- **Work task**: Write out the whole listing. Leave out nothing.

- **Records shown**:
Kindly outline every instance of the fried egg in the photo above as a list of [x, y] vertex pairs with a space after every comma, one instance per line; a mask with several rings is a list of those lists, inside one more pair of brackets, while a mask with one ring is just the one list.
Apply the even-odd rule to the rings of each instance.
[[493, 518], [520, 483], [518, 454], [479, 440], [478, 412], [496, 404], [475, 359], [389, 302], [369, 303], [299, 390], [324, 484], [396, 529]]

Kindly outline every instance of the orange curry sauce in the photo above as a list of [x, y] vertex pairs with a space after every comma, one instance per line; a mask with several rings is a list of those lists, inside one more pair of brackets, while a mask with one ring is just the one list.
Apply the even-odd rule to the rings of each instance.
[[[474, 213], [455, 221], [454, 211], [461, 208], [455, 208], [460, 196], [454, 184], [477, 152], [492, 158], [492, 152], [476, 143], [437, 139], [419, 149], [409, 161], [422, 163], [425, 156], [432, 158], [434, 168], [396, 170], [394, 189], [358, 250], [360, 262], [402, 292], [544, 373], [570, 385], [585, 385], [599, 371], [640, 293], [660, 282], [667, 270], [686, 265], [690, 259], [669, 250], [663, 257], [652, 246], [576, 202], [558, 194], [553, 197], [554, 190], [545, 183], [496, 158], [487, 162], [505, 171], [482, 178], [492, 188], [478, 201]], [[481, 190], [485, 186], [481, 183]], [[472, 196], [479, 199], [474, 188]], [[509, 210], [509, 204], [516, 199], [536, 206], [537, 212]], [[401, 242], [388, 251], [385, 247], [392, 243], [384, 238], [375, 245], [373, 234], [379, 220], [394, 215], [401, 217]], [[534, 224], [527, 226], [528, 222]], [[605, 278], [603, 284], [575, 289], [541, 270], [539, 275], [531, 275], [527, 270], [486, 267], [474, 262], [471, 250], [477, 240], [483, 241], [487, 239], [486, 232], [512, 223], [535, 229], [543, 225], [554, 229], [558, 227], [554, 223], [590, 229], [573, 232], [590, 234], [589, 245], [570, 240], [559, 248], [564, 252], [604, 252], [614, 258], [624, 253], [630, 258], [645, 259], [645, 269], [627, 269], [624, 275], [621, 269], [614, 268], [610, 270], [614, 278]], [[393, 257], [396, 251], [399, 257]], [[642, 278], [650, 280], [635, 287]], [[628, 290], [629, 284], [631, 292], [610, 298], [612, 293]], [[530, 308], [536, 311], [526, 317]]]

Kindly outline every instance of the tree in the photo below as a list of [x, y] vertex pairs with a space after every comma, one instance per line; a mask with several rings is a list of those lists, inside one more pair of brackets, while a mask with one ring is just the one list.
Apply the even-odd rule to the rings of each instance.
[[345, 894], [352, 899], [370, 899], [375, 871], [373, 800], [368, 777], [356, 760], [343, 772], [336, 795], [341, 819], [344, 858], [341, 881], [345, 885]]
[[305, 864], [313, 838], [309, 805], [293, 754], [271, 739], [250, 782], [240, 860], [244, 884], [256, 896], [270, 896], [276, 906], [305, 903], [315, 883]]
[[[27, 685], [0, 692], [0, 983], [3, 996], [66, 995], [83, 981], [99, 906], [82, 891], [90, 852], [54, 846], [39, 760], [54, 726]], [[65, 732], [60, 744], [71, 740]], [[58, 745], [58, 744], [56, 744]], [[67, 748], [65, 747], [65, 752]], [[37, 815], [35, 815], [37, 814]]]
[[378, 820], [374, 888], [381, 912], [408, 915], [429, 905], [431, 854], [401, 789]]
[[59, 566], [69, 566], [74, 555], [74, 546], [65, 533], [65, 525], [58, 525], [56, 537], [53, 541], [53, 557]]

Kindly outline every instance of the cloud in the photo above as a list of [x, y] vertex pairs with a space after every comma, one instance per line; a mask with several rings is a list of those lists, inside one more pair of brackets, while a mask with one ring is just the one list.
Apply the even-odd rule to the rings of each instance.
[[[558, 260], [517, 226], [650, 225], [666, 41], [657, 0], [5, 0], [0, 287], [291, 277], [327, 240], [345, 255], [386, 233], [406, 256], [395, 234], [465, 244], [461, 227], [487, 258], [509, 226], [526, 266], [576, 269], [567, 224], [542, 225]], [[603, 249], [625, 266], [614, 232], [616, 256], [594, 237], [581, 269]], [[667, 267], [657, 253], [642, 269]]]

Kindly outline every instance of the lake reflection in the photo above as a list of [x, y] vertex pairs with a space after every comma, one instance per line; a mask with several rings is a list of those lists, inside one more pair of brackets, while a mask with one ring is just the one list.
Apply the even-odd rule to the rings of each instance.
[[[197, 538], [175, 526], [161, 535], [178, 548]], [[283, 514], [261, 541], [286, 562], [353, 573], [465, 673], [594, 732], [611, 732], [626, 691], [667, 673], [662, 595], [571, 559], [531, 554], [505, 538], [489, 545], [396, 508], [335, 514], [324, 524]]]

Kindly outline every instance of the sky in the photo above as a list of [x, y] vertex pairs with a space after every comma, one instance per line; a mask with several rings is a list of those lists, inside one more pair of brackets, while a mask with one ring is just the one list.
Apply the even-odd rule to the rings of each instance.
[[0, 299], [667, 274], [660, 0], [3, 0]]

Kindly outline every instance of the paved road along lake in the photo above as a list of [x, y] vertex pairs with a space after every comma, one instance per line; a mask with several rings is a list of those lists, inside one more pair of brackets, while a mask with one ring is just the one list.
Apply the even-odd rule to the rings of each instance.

- **Exercise output**:
Kindly outline every instance of the fried egg in the photo above as a list of [x, y] vertex pairs with a space after every comma, one instance per line; a mask with several rings is a list of those lists, inside one more pair of brackets, while a mask with one ring is just the one list.
Apply the even-odd rule to the rings of each instance.
[[493, 518], [520, 483], [518, 454], [479, 440], [478, 412], [496, 404], [475, 359], [389, 302], [369, 303], [299, 390], [324, 484], [396, 529]]

Kindly outline every instance of the orange curry sauce in the photo above as a list of [x, y] vertex pairs with a space after every comma, one instance per line; a mask with several rings is a list of those lists, inside one more pair of brackets, while a mask with one ring is just the one list.
Apply the even-odd rule to the rings of each instance.
[[[474, 213], [455, 221], [454, 211], [461, 208], [455, 208], [460, 196], [454, 184], [477, 152], [492, 158], [492, 152], [476, 143], [437, 139], [419, 149], [409, 161], [422, 163], [425, 156], [432, 158], [434, 168], [396, 170], [394, 189], [358, 250], [360, 262], [402, 292], [544, 373], [570, 385], [585, 385], [599, 371], [640, 293], [660, 282], [667, 270], [686, 265], [690, 259], [669, 250], [663, 257], [652, 246], [576, 202], [558, 194], [553, 197], [554, 190], [545, 183], [496, 158], [487, 162], [505, 171], [482, 178], [492, 188], [478, 201]], [[481, 190], [485, 186], [481, 183]], [[472, 196], [479, 199], [474, 188]], [[509, 210], [509, 204], [516, 199], [536, 206], [537, 212]], [[401, 242], [388, 251], [385, 247], [392, 243], [384, 238], [375, 245], [373, 234], [379, 220], [394, 215], [401, 217]], [[534, 224], [527, 226], [528, 222]], [[605, 278], [603, 284], [575, 289], [541, 270], [539, 275], [531, 275], [527, 270], [486, 267], [474, 262], [471, 250], [477, 240], [483, 241], [487, 239], [486, 232], [512, 223], [535, 229], [543, 225], [554, 229], [558, 227], [554, 223], [590, 229], [573, 232], [590, 234], [589, 245], [570, 240], [559, 248], [564, 252], [604, 252], [614, 258], [624, 253], [630, 258], [645, 259], [645, 269], [627, 269], [624, 275], [621, 269], [614, 268], [610, 270], [614, 278]], [[393, 257], [396, 251], [399, 257]], [[642, 278], [650, 280], [635, 287]], [[628, 290], [629, 284], [631, 292], [610, 298], [612, 293]], [[530, 308], [536, 311], [526, 317]]]

Kindly outline every instance of the tree in the photo below as a list of [x, y] vertex pairs with a space after every comma, one instance per line; a mask with several rings is a list of those lists, inside one more pair of brackets, while a mask with one ring is just the one list.
Apply the even-odd rule to the rings of each instance.
[[345, 894], [352, 899], [370, 899], [375, 871], [373, 800], [368, 777], [356, 760], [343, 772], [336, 795], [341, 819], [344, 858], [341, 881], [345, 885]]
[[305, 864], [313, 838], [309, 805], [293, 754], [271, 739], [250, 782], [240, 860], [244, 884], [256, 896], [270, 896], [276, 906], [305, 903], [315, 883]]
[[[27, 685], [0, 692], [0, 983], [3, 996], [66, 995], [83, 981], [99, 906], [82, 891], [90, 852], [54, 846], [39, 760], [54, 726]], [[65, 732], [60, 744], [71, 740]], [[58, 745], [58, 744], [56, 744]], [[67, 748], [65, 747], [65, 752]], [[37, 815], [35, 815], [37, 814]]]
[[378, 820], [374, 888], [381, 912], [408, 915], [429, 905], [431, 854], [401, 789]]
[[59, 566], [69, 566], [74, 555], [74, 546], [65, 533], [65, 525], [58, 525], [56, 537], [53, 541], [53, 557]]

Kindly outline every instance of the cloud in the photo above as a list of [x, y] vertex pairs with a space after every comma, one instance per line; a mask with several rings is a list of those lists, inside one more pair of brackets, while a mask with one ring is just the one list.
Apply the even-odd rule to the rings of each instance.
[[[558, 260], [517, 226], [650, 225], [666, 41], [657, 0], [5, 0], [0, 287], [291, 277], [327, 240], [345, 255], [386, 233], [406, 256], [395, 234], [465, 244], [461, 227], [487, 258], [509, 226], [526, 266], [576, 269], [567, 224], [542, 225]], [[603, 249], [625, 266], [614, 232], [616, 256], [594, 237], [581, 269]], [[667, 267], [657, 253], [642, 269]]]

Kindly outline every instance of the lake reflection in the photo above as a list of [x, y] vertex pairs with a space after every comma, one instance per line; a mask with several rings is a list of those lists, inside one more pair of brackets, while a mask with one ring is just the one list.
Apply the even-odd rule to the rings of each instance.
[[[197, 538], [175, 526], [161, 535], [178, 548]], [[283, 514], [261, 541], [286, 562], [353, 573], [465, 673], [594, 732], [611, 732], [626, 691], [667, 673], [662, 595], [571, 559], [531, 554], [505, 538], [489, 545], [396, 508], [335, 514], [324, 524]]]

Kindly outline every instance of the sky in the photo above as a list of [x, y] vertex pairs with a space after every comma, one instance per line; a mask with several rings is a list of those lists, inside one more pair of brackets, while a mask with one ring is just the one list.
Apply the even-odd rule to the rings of each instance.
[[0, 299], [667, 274], [660, 0], [3, 0]]

Kindly outline every instance of the paved road along lake in the photo above as a list of [x, y] vertex pairs with a space after every comma, one instance per line; a mask with several rings is a list of those lists, inside one more pair of brackets, while a mask with one ring is just the one list.
Apply the even-odd rule to the rings of each instance.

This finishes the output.